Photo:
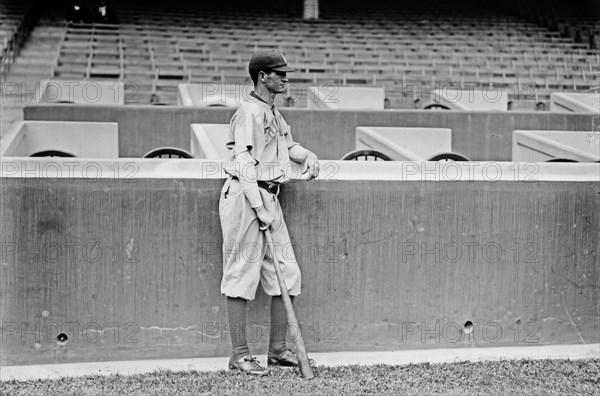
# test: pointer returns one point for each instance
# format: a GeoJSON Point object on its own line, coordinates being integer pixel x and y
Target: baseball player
{"type": "Point", "coordinates": [260, 151]}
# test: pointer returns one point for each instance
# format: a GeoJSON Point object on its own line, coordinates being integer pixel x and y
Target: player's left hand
{"type": "Point", "coordinates": [311, 165]}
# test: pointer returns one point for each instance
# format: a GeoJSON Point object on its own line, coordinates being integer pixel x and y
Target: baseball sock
{"type": "Point", "coordinates": [279, 326]}
{"type": "Point", "coordinates": [236, 313]}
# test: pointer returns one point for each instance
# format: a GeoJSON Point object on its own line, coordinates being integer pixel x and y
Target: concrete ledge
{"type": "Point", "coordinates": [331, 171]}
{"type": "Point", "coordinates": [436, 356]}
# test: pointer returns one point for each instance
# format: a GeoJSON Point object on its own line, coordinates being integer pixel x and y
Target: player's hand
{"type": "Point", "coordinates": [265, 218]}
{"type": "Point", "coordinates": [311, 165]}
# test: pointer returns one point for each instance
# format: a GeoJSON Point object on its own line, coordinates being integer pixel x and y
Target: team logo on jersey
{"type": "Point", "coordinates": [270, 131]}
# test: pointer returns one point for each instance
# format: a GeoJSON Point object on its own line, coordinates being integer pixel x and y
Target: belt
{"type": "Point", "coordinates": [271, 187]}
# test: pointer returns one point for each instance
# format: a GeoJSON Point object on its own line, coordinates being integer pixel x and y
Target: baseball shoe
{"type": "Point", "coordinates": [249, 365]}
{"type": "Point", "coordinates": [286, 359]}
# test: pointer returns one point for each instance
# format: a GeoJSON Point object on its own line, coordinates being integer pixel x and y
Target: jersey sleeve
{"type": "Point", "coordinates": [244, 129]}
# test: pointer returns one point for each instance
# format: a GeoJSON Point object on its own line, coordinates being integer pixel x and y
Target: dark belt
{"type": "Point", "coordinates": [271, 187]}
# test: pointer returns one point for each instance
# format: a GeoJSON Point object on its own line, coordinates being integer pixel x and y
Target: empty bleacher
{"type": "Point", "coordinates": [409, 50]}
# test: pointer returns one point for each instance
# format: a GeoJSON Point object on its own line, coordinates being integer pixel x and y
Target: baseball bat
{"type": "Point", "coordinates": [301, 354]}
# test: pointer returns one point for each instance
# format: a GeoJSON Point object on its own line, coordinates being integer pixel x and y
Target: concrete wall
{"type": "Point", "coordinates": [130, 268]}
{"type": "Point", "coordinates": [329, 133]}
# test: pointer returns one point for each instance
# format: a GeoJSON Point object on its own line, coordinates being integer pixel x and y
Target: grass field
{"type": "Point", "coordinates": [524, 377]}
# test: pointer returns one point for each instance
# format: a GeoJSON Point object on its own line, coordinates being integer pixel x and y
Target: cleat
{"type": "Point", "coordinates": [286, 359]}
{"type": "Point", "coordinates": [249, 365]}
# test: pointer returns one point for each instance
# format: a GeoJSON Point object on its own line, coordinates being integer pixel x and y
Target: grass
{"type": "Point", "coordinates": [523, 377]}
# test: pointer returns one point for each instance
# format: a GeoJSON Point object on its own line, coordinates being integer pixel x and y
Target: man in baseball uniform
{"type": "Point", "coordinates": [260, 154]}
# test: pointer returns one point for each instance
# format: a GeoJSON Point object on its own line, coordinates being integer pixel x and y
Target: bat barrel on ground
{"type": "Point", "coordinates": [303, 363]}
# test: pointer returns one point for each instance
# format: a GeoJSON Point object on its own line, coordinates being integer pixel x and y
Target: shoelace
{"type": "Point", "coordinates": [253, 360]}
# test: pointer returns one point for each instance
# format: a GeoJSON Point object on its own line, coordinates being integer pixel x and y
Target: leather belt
{"type": "Point", "coordinates": [271, 187]}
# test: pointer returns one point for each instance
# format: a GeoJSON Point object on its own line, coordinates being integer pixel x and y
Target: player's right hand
{"type": "Point", "coordinates": [264, 217]}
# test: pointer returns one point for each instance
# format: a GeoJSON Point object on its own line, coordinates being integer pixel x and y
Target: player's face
{"type": "Point", "coordinates": [276, 82]}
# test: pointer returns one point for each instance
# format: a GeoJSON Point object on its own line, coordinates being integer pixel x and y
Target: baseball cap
{"type": "Point", "coordinates": [269, 60]}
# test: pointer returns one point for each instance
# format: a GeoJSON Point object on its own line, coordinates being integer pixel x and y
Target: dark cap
{"type": "Point", "coordinates": [269, 60]}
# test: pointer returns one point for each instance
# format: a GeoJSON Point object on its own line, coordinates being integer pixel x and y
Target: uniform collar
{"type": "Point", "coordinates": [271, 106]}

----------------------------------------

▸ WHAT YOU WILL DO
Make an exact printout of the listing above, omitting the images.

▸ RESPONSE TO THIS TASK
Photo:
# test: pointer returns one point for each instance
# format: a GeoJSON Point object on its own line, coordinates being integer pixel x and y
Target: baseball player
{"type": "Point", "coordinates": [260, 151]}
# test: pointer returns one point for each instance
# format: a GeoJSON Point object on its own line, coordinates being integer pixel x and y
Target: player's left hand
{"type": "Point", "coordinates": [311, 165]}
# test: pointer returns one point for each instance
# format: a GeoJSON Point object on its own line, coordinates being integer pixel x and y
Target: baseball sock
{"type": "Point", "coordinates": [279, 326]}
{"type": "Point", "coordinates": [236, 313]}
# test: pointer returns one point for each instance
# format: a GeoJSON Point object on its own line, coordinates being integer pixel x and y
Target: concrete ledge
{"type": "Point", "coordinates": [331, 171]}
{"type": "Point", "coordinates": [436, 356]}
# test: pointer returns one point for each instance
# format: a GeoJSON Point object on its own line, coordinates being integer pixel x and y
Target: player's hand
{"type": "Point", "coordinates": [265, 218]}
{"type": "Point", "coordinates": [311, 165]}
# test: pointer returns one point for each instance
# format: a GeoJSON Point object on its own line, coordinates being integer pixel x and y
Target: team logo on jersey
{"type": "Point", "coordinates": [270, 131]}
# test: pointer returns one point for each instance
# format: a GeoJSON Point object on its own line, coordinates being integer pixel x and y
Target: belt
{"type": "Point", "coordinates": [271, 187]}
# test: pointer returns one point for each instance
# format: a GeoJSON Point object on its own line, coordinates being integer pixel x and y
Target: baseball shoe
{"type": "Point", "coordinates": [249, 365]}
{"type": "Point", "coordinates": [286, 359]}
# test: pointer returns one point for each instance
# format: a GeoJSON Point object on its own line, coordinates being integer pixel x and y
Target: jersey sleeve
{"type": "Point", "coordinates": [244, 129]}
# test: pointer returns one point for each instance
# format: a GeoJSON Point object on its own line, coordinates being integer pixel x and y
Target: dark belt
{"type": "Point", "coordinates": [271, 187]}
# test: pointer returns one point for each instance
# format: a GeoJSON Point object on its own line, coordinates being integer pixel x and y
Target: empty bleacher
{"type": "Point", "coordinates": [409, 50]}
# test: pointer returns one point for each instance
# format: a GeoJSON Point object on its own line, coordinates being integer pixel x and y
Target: baseball bat
{"type": "Point", "coordinates": [301, 354]}
# test: pointer returns one point for each instance
# format: a GeoJSON Point object on its own line, coordinates being integer pixel x and y
Target: concrete wall
{"type": "Point", "coordinates": [130, 268]}
{"type": "Point", "coordinates": [329, 133]}
# test: pointer returns one point for each instance
# format: a GeoJSON Point object on its own line, coordinates being integer pixel x and y
Target: grass field
{"type": "Point", "coordinates": [524, 377]}
# test: pointer returns one point for each instance
# format: a GeoJSON Point object on its own line, coordinates being integer pixel x and y
Target: cleat
{"type": "Point", "coordinates": [286, 359]}
{"type": "Point", "coordinates": [249, 365]}
# test: pointer returns one point for each instance
# format: a GeoJSON Point object on its own line, coordinates being integer pixel x and y
Target: grass
{"type": "Point", "coordinates": [523, 377]}
# test: pointer returns one point for each instance
# format: a GeoJSON Point object on its own line, coordinates being integer pixel x and y
Target: man in baseball uniform
{"type": "Point", "coordinates": [260, 154]}
# test: pointer returns one point for each instance
# format: a GeoJSON Point object on its own line, coordinates being integer pixel x and y
Target: bat barrel on ground
{"type": "Point", "coordinates": [303, 363]}
# test: pointer returns one point for each instance
# format: a GeoJSON Point object on its own line, coordinates being integer pixel x and y
Target: shoelace
{"type": "Point", "coordinates": [253, 360]}
# test: pointer returns one point for each instance
# format: a GeoJSON Point object on its own line, coordinates being integer pixel x and y
Target: leather belt
{"type": "Point", "coordinates": [271, 187]}
# test: pointer returns one point for each instance
# format: a GeoJSON Point object on its own line, coordinates being integer pixel x and y
Target: player's right hand
{"type": "Point", "coordinates": [264, 217]}
# test: pointer returns one point for each instance
# format: a GeoJSON Point object on its own line, coordinates being integer pixel x and y
Target: player's face
{"type": "Point", "coordinates": [276, 82]}
# test: pointer returns one point for each instance
# format: a GeoJSON Point object on its own line, coordinates being integer pixel x and y
Target: baseball cap
{"type": "Point", "coordinates": [269, 60]}
# test: pointer returns one point for each instance
# format: a GeoJSON Point object on its own line, coordinates being integer pixel x and y
Target: dark cap
{"type": "Point", "coordinates": [269, 60]}
# test: pointer returns one point for each instance
# format: a GeoJSON Point object on its own line, coordinates being integer pixel x and y
Target: uniform collar
{"type": "Point", "coordinates": [271, 106]}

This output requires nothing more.